• REQUIRED ACTION 1
Answer these about the hospital passage:
(a) How many haloperidol tablets does the doctor tell the nurse to give?
(b) What is the tablet finally put into so Dad will take it?
(c) How long does getting the tablets down take?
• REQUIRED ACTION 2
Name every person who is actually in the room during the hospital passage.
• REQUIRED ACTION 3
Copy the hospital passage word for word, from "I try and give" up to and including "swearing. Fucking hell.".

Gloves snap on. He tries to move him in the bed; to get him to let go of the rails. But Dad is resistant and starts telling him to get off him.

You don’t ask, you just do.

Dad is shouting and the doctor pulls back. But Dad keeps on shouting. Swinging fists on skinny arms.

We might give him something to settle him before we look or else it’ll come to blows.

Two haloperidol, he tells the nurse.

I’ll be back. Gloves snap off.

Dad tells the nurse to go to. He is pointing at the door. Get out. Get out. You have no manners. Ask. You should ask.

Dad you need to take the tablets. She is proffering them close to his tongue and I am fearful she will get bitten. It’s feeling very veterinary. I am thinking of chemical restraint, muzzles. When faced with an aggressive dog we get the owner to help. Like the nurse is using me. Do you think you can get him to take them? I am like the client who stands back and drops the lead when the dog begins to growl. I don’t think I can do it, I say. But it is my dog. I am required to try.

When the owner gives up in the vet clinic the dog is put in a cage and the pole needle is used. As the dog is cornered the needle advances on it through the bars and a quick hard jab to the thigh muscles is attempted. Hopefully the needle doesn’t snap off. Hopefully the whole dose gets got. Victory is a dog that can’t curl its lip, can barely lift its head.

I suggest a needle for my Dad. The nurse thinks this might be just as hard. We persist with the little white tablets. Dad put your tongue out.

Don’t touch my nose, he shouts.

I try and give him the tablet so he can put it in his mouth himself. Perhaps it is control he wants. Trying to get him to take them from my fingers he is uncoordinated and we are not getting anywhere. Our fingers are like polar opposites on a magnet and he can’t take the tablet from me.

She gets a mini tub of ice-cream and I put the tablet in a teaspoon of vanilla. Here you go Dad. We get them down.

It has taken 30 minutes.

He is not very sedated when the doctor comes back. He is just as angry. He starts swearing. Fucking hell.

The nurse tells me not to worry. He’s not responsible. He’s not your Dad when he’s like this. Her being nice to me, tips me over and I am crying.

I am trying not to cry in front of Dad thinking this might upset him more but it doesn’t seems to effect him. He is oblivious of my noisy nose blows into paper towel. He has forgotten about me, who I am even. Why are you staring at me? he says.

The doctor tries to get him to pull down his pants but he can’t do it.

• EXTRACTED DATA
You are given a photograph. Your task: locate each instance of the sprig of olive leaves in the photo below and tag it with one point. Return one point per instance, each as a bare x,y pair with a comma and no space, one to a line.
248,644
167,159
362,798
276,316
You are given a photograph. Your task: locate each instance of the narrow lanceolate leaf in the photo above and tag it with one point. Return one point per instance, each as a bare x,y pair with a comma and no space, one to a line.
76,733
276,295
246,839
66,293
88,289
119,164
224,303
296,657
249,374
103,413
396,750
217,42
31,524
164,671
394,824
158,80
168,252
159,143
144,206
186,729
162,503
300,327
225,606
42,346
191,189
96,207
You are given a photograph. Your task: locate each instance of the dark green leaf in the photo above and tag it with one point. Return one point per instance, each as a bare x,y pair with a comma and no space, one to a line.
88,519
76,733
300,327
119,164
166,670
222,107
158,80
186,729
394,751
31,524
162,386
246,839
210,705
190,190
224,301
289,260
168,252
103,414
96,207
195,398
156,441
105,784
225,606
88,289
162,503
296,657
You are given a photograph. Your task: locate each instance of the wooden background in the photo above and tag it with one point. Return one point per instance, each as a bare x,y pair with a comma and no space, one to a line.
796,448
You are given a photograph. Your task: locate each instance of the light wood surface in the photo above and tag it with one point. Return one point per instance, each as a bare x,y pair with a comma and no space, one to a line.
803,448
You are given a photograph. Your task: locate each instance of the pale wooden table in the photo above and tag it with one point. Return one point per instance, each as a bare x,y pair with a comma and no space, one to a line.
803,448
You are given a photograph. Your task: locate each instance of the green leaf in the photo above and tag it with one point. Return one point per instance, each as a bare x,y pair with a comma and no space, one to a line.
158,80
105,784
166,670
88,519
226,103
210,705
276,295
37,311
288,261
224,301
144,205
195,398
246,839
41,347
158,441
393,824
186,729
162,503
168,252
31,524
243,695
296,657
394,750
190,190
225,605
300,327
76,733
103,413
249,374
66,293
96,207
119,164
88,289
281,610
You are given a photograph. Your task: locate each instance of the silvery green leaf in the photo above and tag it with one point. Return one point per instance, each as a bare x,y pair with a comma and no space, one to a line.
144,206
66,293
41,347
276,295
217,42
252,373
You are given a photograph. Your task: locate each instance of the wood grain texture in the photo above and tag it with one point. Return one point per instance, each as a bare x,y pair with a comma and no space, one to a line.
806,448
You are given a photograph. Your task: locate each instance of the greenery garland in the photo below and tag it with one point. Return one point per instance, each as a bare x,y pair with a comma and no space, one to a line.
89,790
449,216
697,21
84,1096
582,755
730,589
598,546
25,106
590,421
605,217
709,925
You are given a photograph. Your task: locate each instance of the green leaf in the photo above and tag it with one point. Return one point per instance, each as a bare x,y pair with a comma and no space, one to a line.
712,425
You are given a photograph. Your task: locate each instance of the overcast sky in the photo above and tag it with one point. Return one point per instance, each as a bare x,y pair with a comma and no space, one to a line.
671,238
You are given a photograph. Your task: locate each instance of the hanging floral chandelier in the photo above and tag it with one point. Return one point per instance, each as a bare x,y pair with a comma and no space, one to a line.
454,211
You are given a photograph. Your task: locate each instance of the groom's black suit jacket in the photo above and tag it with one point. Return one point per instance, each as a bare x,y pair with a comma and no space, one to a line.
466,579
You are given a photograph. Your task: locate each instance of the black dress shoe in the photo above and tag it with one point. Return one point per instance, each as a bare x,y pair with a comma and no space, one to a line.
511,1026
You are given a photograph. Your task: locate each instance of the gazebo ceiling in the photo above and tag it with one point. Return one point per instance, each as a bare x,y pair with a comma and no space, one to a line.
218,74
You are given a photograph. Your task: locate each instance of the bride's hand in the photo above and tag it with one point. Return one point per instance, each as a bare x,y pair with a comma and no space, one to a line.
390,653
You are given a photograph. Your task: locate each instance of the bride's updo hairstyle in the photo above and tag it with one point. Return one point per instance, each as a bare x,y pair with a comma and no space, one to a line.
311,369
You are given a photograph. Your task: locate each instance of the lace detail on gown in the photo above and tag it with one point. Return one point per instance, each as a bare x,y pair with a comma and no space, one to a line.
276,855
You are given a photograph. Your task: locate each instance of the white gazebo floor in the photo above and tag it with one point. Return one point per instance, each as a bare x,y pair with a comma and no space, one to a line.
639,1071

• RESULT 1
(a) Two.
(b) A teaspoon of vanilla ice-cream.
(c) 30 minutes.

• RESULT 2
Dad, the doctor, the nurse, and the narrator.

• RESULT 3
I try and give him the tablet so he can put it in his mouth himself. Perhaps it is control he wants. Trying to get him to take them from my fingers he is uncoordinated and we are not getting anywhere. Our fingers are like polar opposites on a magnet and he can’t take the tablet from me.

She gets a mini tub of ice-cream and I put the tablet in a teaspoon of vanilla. Here you go Dad. We get them down.

It has taken 30 minutes.

He is not very sedated when the doctor comes back. He is just as angry. He starts swearing. Fucking hell.